Problem description:
Reproduce the lines of data below word for word, from the line containing "Ground all instances of plastic bag." down to the line containing "[621,0,704,141]", both of those lines included.

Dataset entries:
┄┄┄┄┄┄
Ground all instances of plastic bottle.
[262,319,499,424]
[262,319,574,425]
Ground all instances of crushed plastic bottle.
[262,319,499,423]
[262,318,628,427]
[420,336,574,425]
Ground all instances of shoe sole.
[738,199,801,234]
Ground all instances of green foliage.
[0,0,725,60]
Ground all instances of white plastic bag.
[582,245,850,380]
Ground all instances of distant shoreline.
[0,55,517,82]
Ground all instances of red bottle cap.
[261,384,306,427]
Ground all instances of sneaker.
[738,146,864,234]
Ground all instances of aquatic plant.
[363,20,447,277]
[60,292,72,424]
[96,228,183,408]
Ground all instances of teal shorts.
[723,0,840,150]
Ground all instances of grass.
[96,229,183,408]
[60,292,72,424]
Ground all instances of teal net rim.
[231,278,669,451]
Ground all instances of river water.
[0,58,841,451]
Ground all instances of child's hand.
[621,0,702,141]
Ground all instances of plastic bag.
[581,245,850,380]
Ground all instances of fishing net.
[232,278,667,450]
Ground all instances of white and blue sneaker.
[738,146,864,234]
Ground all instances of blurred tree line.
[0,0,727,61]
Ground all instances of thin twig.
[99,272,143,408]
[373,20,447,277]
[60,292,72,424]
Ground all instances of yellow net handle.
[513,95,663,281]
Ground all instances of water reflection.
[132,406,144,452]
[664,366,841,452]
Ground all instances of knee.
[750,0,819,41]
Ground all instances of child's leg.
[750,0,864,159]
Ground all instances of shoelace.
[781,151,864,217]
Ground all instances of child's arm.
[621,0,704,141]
┄┄┄┄┄┄
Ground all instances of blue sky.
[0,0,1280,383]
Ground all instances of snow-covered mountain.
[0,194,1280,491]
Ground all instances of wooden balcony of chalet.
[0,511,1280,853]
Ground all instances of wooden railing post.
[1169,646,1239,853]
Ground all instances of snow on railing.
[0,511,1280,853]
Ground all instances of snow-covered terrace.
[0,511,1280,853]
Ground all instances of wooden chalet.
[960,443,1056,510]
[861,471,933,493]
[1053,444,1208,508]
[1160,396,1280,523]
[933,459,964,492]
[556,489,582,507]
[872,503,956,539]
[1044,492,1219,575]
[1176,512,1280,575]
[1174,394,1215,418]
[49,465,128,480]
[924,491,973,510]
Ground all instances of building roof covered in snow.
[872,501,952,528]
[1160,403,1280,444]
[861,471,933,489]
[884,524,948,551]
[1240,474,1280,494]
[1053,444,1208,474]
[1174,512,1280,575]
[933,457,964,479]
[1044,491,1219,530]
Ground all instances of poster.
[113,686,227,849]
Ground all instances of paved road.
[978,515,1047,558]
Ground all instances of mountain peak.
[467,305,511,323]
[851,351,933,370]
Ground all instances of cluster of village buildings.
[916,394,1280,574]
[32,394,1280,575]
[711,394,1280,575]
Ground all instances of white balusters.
┄┄┄┄┄┄
Solution for this task:
Ground all instances of plastic bag.
[581,245,850,380]
Ground all instances of fishing net.
[232,278,667,450]
Ground all instances of white and blue sneaker.
[738,146,864,234]
Ground all instances of blurred tree line.
[0,0,727,61]
Ground all instances of thin twig.
[99,272,143,408]
[373,20,447,277]
[60,292,72,424]
Ground all instances of yellow net handle.
[513,95,663,281]
Ground all instances of water reflection.
[132,406,144,452]
[664,366,841,452]
Ground all instances of knee.
[750,0,819,41]
Ground all instances of child's leg.
[750,0,864,159]
Ground all instances of shoelace.
[781,151,864,217]
Ground all instances of child's arm.
[621,0,704,141]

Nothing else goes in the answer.